§ **PROVIDED INFORMATION**
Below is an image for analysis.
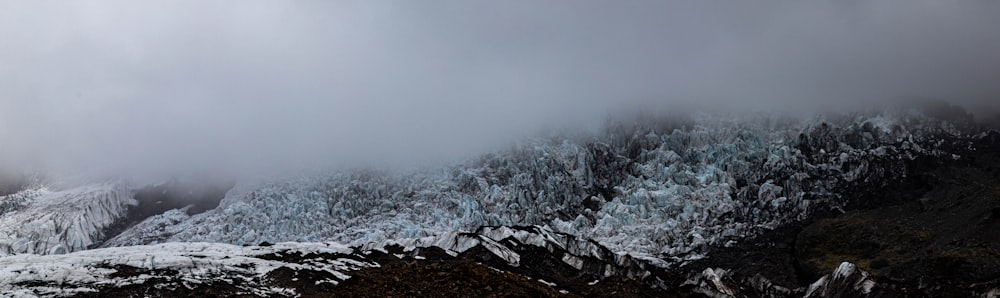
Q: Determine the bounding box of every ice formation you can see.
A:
[0,243,377,297]
[99,111,970,262]
[0,183,134,254]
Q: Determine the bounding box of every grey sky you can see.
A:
[0,0,1000,176]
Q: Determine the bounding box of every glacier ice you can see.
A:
[0,183,135,254]
[48,111,984,261]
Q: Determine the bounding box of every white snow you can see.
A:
[0,243,374,295]
[0,112,968,265]
[0,183,135,254]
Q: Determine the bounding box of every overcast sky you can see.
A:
[0,0,1000,176]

§ **GOAL**
Reproduce all lines of the material above, requests included, but raise every bounding-box coordinate in the answers by 57. Leave the pictures out of your output.

§ **RESULT**
Below is an image for analysis.
Q: Determine the bounding box of every ice formation you can see.
A:
[57,300,434,354]
[156,168,1027,319]
[57,240,191,311]
Q: Determine the bounding box of every grey sky you can see.
A:
[57,57,1057,233]
Q: Determine the bounding box of every glacier ice you can see.
A:
[57,240,192,311]
[105,168,1041,318]
Q: Determine the bounding box of every white snow you can see.
A:
[57,300,431,352]
[57,169,1025,322]
[57,240,192,311]
Q: Determine the bounding box of every overcast sky you can see.
A:
[57,57,1057,233]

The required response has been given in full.